• **WORK ITEM**: Word for word, repeat all the entries below, but without the pictures.

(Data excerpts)
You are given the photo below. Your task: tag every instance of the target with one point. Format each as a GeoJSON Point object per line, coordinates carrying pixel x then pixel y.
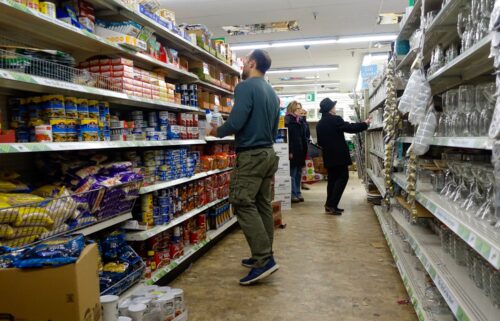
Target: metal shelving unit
{"type": "Point", "coordinates": [16, 81]}
{"type": "Point", "coordinates": [58, 34]}
{"type": "Point", "coordinates": [413, 279]}
{"type": "Point", "coordinates": [478, 234]}
{"type": "Point", "coordinates": [378, 181]}
{"type": "Point", "coordinates": [168, 184]}
{"type": "Point", "coordinates": [214, 88]}
{"type": "Point", "coordinates": [10, 148]}
{"type": "Point", "coordinates": [466, 301]}
{"type": "Point", "coordinates": [470, 64]}
{"type": "Point", "coordinates": [460, 142]}
{"type": "Point", "coordinates": [412, 21]}
{"type": "Point", "coordinates": [144, 235]}
{"type": "Point", "coordinates": [177, 42]}
{"type": "Point", "coordinates": [377, 153]}
{"type": "Point", "coordinates": [189, 252]}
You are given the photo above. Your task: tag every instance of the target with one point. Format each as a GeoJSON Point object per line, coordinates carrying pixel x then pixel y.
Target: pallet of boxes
{"type": "Point", "coordinates": [282, 184]}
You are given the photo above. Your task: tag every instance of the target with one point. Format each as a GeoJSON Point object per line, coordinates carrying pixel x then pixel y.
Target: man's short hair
{"type": "Point", "coordinates": [262, 60]}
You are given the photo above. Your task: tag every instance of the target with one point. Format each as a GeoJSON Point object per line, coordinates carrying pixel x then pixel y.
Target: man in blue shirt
{"type": "Point", "coordinates": [254, 122]}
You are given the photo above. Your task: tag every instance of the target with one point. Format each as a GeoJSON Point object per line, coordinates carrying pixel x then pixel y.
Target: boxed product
{"type": "Point", "coordinates": [68, 292]}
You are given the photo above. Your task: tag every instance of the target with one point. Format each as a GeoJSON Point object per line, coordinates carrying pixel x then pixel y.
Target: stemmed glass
{"type": "Point", "coordinates": [476, 197]}
{"type": "Point", "coordinates": [465, 107]}
{"type": "Point", "coordinates": [486, 115]}
{"type": "Point", "coordinates": [487, 210]}
{"type": "Point", "coordinates": [464, 174]}
{"type": "Point", "coordinates": [452, 107]}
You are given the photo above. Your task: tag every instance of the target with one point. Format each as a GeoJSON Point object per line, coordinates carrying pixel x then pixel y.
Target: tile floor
{"type": "Point", "coordinates": [335, 268]}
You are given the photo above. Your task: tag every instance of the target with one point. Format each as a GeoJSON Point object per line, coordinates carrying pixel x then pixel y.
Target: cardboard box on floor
{"type": "Point", "coordinates": [65, 293]}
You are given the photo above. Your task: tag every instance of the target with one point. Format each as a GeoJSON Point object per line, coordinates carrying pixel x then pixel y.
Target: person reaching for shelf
{"type": "Point", "coordinates": [254, 122]}
{"type": "Point", "coordinates": [297, 144]}
{"type": "Point", "coordinates": [336, 157]}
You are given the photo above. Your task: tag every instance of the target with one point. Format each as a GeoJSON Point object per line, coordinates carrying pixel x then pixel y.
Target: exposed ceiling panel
{"type": "Point", "coordinates": [317, 19]}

• **RESULT OF THE TASK**:
You are given the photo below. Your task: tag every instance of the target with one point. Format each as a GeoJSON Point object per line, coordinates carrying pixel x then pixel y.
Target: metal shelving unit
{"type": "Point", "coordinates": [16, 81]}
{"type": "Point", "coordinates": [58, 34]}
{"type": "Point", "coordinates": [413, 279]}
{"type": "Point", "coordinates": [478, 234]}
{"type": "Point", "coordinates": [378, 181]}
{"type": "Point", "coordinates": [168, 184]}
{"type": "Point", "coordinates": [214, 88]}
{"type": "Point", "coordinates": [10, 148]}
{"type": "Point", "coordinates": [466, 301]}
{"type": "Point", "coordinates": [470, 64]}
{"type": "Point", "coordinates": [460, 142]}
{"type": "Point", "coordinates": [412, 21]}
{"type": "Point", "coordinates": [144, 235]}
{"type": "Point", "coordinates": [177, 42]}
{"type": "Point", "coordinates": [377, 153]}
{"type": "Point", "coordinates": [189, 252]}
You are given the photo above. Your task: tag every instance of the target with one point. Format each as a GeoJSON Point object per line, coordinates carrying pixel x then pixel y.
Target: pallet of boxes
{"type": "Point", "coordinates": [282, 184]}
You are given the photo above. Your task: tag every instance of the target with one point. Format each as a GeoJSON Point object per line, coordinates carrying pixel x then pixel y.
Target: man's short hair
{"type": "Point", "coordinates": [262, 60]}
You are given the photo above. Your task: tag every instance of the target with one point. Format each as a GeoJSON Point object per line, coordinates carrying pixel x then pixel y.
Target: man in blue shirt
{"type": "Point", "coordinates": [254, 122]}
You are given the photo above. Your task: tag every instance of the target with one point. Format each as a GeoJSON Point object per line, coordinates carrying pixel x then pixel y.
Target: boxed product
{"type": "Point", "coordinates": [68, 292]}
You are given the photo above. Your task: tag every instance of the target with one point. Format each as a GeoJSON Point object per line, coordinates carrying pixel x then pixel y.
Target: stemmed glass
{"type": "Point", "coordinates": [476, 197]}
{"type": "Point", "coordinates": [465, 107]}
{"type": "Point", "coordinates": [486, 115]}
{"type": "Point", "coordinates": [487, 210]}
{"type": "Point", "coordinates": [464, 174]}
{"type": "Point", "coordinates": [452, 107]}
You are given the photo above. Your task: tag every instance of the target with one point. Format each as a GeoJSON Point object per line, coordinates carrying pixel x then pixel y.
Target: tile floor
{"type": "Point", "coordinates": [335, 268]}
You are given the photo above. Your task: tag every instance of the target with one point. Format each as a GeoJSON Point object per line, coordinates carrying pixel x then pixel y.
Target: cardboard box on floor
{"type": "Point", "coordinates": [65, 293]}
You are given the photo above. Your task: tag every instance of the target with one point. Format each as a GeoJSON Point object per line, coordinates carrying pixel x then pixel y.
Target: person reaching for shelf
{"type": "Point", "coordinates": [254, 122]}
{"type": "Point", "coordinates": [297, 144]}
{"type": "Point", "coordinates": [336, 157]}
You are given the photo above. Your task: tag every instance of the target with one point. Format each as a GeoJSON Point object per line, coordinates carrying pixel x then pixel y.
Target: exposed ceiling panel
{"type": "Point", "coordinates": [317, 19]}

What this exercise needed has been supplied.